╭──

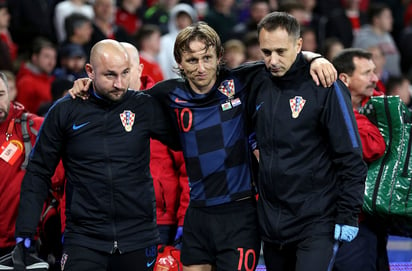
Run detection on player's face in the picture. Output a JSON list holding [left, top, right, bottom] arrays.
[[178, 40, 220, 94], [86, 52, 130, 101], [348, 57, 378, 99], [259, 28, 302, 77], [0, 79, 10, 123]]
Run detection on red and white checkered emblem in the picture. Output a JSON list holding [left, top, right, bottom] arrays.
[[289, 96, 306, 119], [218, 79, 235, 98], [120, 110, 135, 132]]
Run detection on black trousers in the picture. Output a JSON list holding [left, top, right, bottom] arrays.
[[263, 234, 336, 271], [61, 246, 157, 271]]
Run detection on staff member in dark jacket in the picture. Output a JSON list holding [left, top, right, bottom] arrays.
[[14, 40, 177, 271], [249, 12, 367, 271]]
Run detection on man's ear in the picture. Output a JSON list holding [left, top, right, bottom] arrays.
[[84, 63, 94, 80], [338, 72, 350, 87]]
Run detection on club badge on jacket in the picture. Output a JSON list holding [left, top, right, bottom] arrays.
[[120, 110, 135, 132], [289, 96, 306, 119]]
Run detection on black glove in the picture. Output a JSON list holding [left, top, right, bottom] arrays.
[[11, 241, 29, 271], [11, 238, 49, 271]]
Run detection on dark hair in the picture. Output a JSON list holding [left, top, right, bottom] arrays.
[[332, 48, 372, 75], [134, 24, 161, 50], [64, 13, 91, 38], [0, 72, 9, 89], [385, 75, 408, 96], [367, 3, 390, 24], [30, 37, 56, 56], [278, 0, 305, 13], [257, 11, 300, 39], [173, 22, 223, 63]]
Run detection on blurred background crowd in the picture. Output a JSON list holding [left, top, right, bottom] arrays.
[[0, 0, 412, 115]]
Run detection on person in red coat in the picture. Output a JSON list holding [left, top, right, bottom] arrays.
[[16, 38, 57, 113], [122, 42, 189, 245], [0, 72, 64, 256], [332, 48, 389, 271]]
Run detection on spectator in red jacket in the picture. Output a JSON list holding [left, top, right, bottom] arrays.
[[0, 72, 64, 256], [136, 25, 164, 83], [122, 42, 189, 245], [16, 38, 57, 113], [332, 48, 389, 271]]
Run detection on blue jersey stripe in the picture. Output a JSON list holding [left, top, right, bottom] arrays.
[[333, 82, 359, 148]]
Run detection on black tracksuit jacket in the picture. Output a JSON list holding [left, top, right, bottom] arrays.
[[16, 90, 178, 253], [248, 54, 367, 245]]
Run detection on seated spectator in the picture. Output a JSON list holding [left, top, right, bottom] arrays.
[[89, 0, 131, 48], [37, 78, 73, 117], [159, 3, 197, 79], [326, 0, 367, 48], [243, 30, 263, 62], [61, 13, 93, 60], [7, 0, 56, 57], [16, 38, 57, 113], [204, 0, 238, 43], [0, 70, 17, 102], [386, 76, 412, 110], [367, 46, 389, 94], [223, 39, 246, 69], [352, 3, 401, 75], [116, 0, 142, 36], [136, 24, 164, 83], [234, 0, 270, 38], [143, 0, 179, 35], [54, 0, 94, 43], [0, 0, 17, 71], [54, 44, 87, 82], [321, 37, 344, 61], [300, 26, 318, 53]]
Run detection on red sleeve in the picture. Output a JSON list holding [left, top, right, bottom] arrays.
[[170, 150, 190, 226], [354, 110, 386, 163]]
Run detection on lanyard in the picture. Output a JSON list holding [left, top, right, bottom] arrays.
[[6, 119, 14, 141]]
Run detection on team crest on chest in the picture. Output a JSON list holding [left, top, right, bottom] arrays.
[[120, 110, 135, 132], [218, 79, 235, 99], [289, 96, 306, 119]]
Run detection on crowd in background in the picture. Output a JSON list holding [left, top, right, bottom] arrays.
[[0, 0, 412, 271], [0, 0, 412, 114]]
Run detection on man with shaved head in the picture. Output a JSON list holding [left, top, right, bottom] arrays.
[[13, 40, 178, 271]]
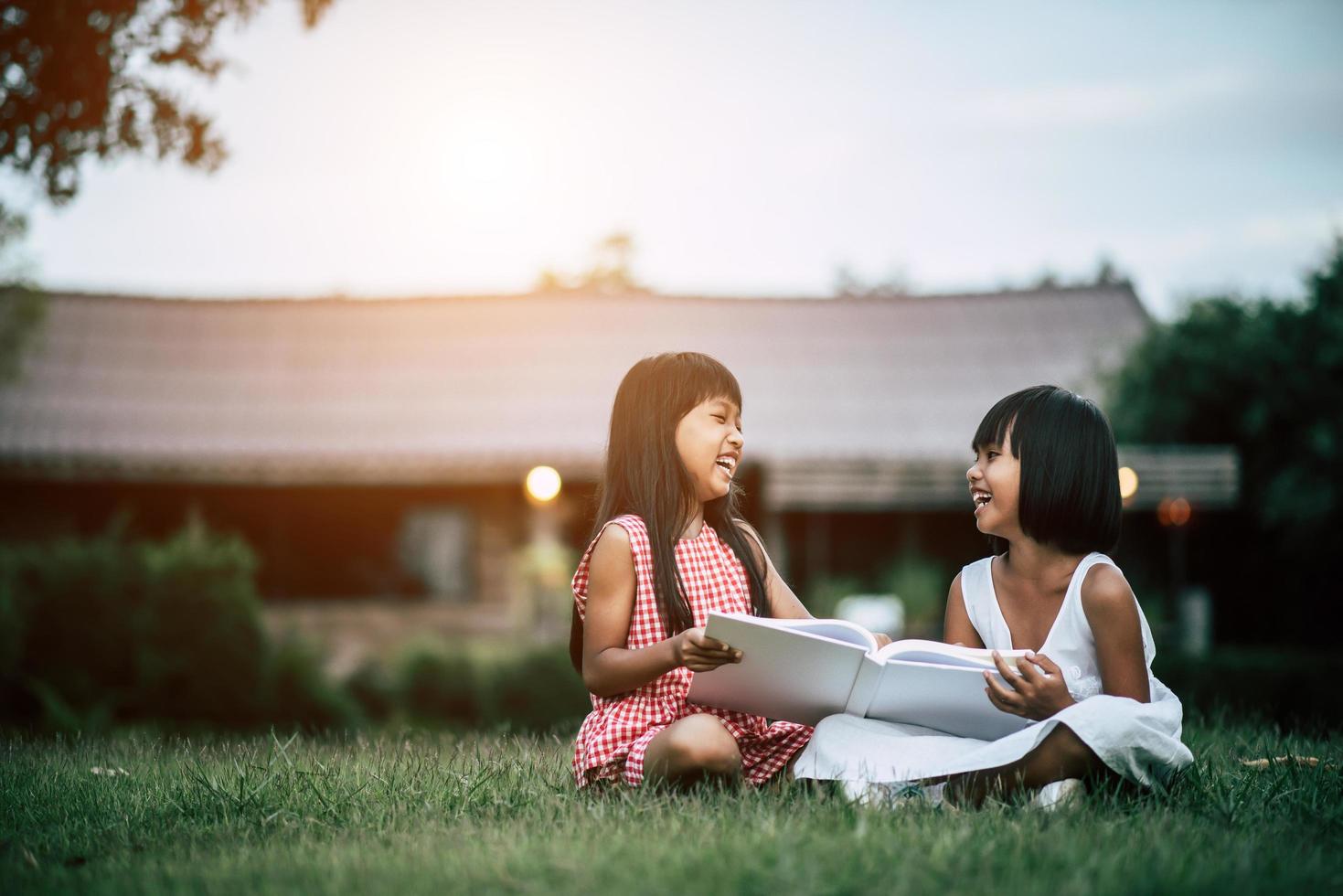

╰──

### What is required:
Edit the items above by changing every "Run detection on" to "Locate" and leaving everything else as it is. Omit the pictures from your answer.

### Answer for this exercise:
Locate player's face in the picture. Output a JSON list holding [left, top, right, bottom] arrays.
[[178, 40, 220, 94], [86, 52, 130, 101], [348, 57, 378, 99], [259, 28, 302, 77], [0, 79, 10, 123]]
Locate red and white checkered emblem in the picture. Output a JSON list holding [left, top, right, bottom] arrays.
[[289, 96, 306, 119], [218, 79, 235, 98], [120, 110, 135, 132]]
Locate black trousers in the picture. Output a JSON list holding [left, top, right, bottom] arrays.
[[263, 234, 336, 271], [61, 246, 157, 271]]
Locate staff member in dark jacket in the picture. Output a JSON list holding [left, top, right, bottom] arrays.
[[14, 40, 177, 271], [249, 12, 367, 271]]
Locate man's ear in the picture. Output a JSON list holding [left, top, right, bottom] arrays.
[[84, 63, 94, 80], [338, 72, 350, 87]]
Locate club badge on jacket in the picture. Output a JSON list holding [left, top, right, bottom] arrays.
[[120, 110, 135, 132], [289, 96, 306, 119]]
Locate black glove in the picture. Output a JSON list holding [left, top, right, bottom] arrays.
[[11, 241, 29, 271], [11, 238, 49, 271]]
Locate dark hair in the picture. Output a JSON list holding [left, top, right, bottom] arrays.
[[332, 48, 372, 75], [134, 24, 161, 50], [64, 13, 91, 38], [0, 72, 9, 89], [385, 75, 408, 96], [367, 3, 390, 24], [30, 37, 56, 56], [278, 0, 305, 13], [257, 11, 300, 39], [173, 22, 223, 63]]
Locate blurred background crowd in the picture. Output a JSON list holding [left, top, right, bottom] arrays.
[[0, 0, 412, 115]]
Locate person in red coat in the picture. Output a JSON list holding [left, top, right, bottom] arrays.
[[16, 38, 57, 113], [122, 42, 189, 245], [0, 72, 64, 256], [332, 48, 389, 271]]
Locate spectator in red jacket in the picture. Output a JSON list holding [left, top, right, bottom] arrays.
[[0, 72, 64, 256], [136, 25, 164, 83], [122, 42, 189, 245], [16, 38, 57, 113], [332, 48, 389, 271]]
Locate blue jersey stripe in the picture. Output a JSON list holding [left, top, right, bottom] arrays.
[[333, 82, 359, 148]]
Locate black tracksuit jacket in the picture. Output a JSON list holding [left, top, right, bottom] arrays.
[[16, 90, 178, 253], [248, 54, 367, 245]]
Locate seated spectator in the picture. Output a JSON list holding [left, top, right, bottom] arrays.
[[89, 0, 131, 48], [37, 78, 73, 117], [159, 3, 197, 79], [326, 0, 367, 48], [243, 30, 263, 62], [61, 13, 93, 60], [7, 0, 56, 57], [16, 38, 57, 113], [204, 0, 238, 43], [0, 70, 17, 102], [386, 76, 412, 110], [367, 46, 389, 94], [223, 39, 246, 69], [352, 3, 401, 75], [116, 0, 142, 36], [136, 24, 164, 83], [234, 0, 270, 38], [143, 0, 179, 35], [54, 0, 94, 43], [0, 0, 17, 71], [54, 44, 87, 82], [321, 37, 344, 61], [300, 26, 318, 53]]
Locate red sleeve in the picture. Output a JSON list holding [left, top, right, bottom] arrays.
[[170, 150, 190, 226], [354, 110, 386, 163]]
Locate lanyard in the picture. Output a JSON list holding [left, top, right, bottom] arrays.
[[6, 119, 14, 141]]
Locate team crest on chest in the picture. Output a JSON list holding [left, top, right, bottom] arrays.
[[120, 110, 135, 132], [218, 79, 235, 99], [289, 96, 306, 119]]
Locate crowd in background in the picture. Output a JSON list holding [left, top, right, bottom] arrays.
[[0, 0, 412, 271], [0, 0, 412, 114]]
Locate man with shaved head in the picture. Output a JSON list holding [left, top, right, bottom] arrays.
[[13, 40, 178, 271]]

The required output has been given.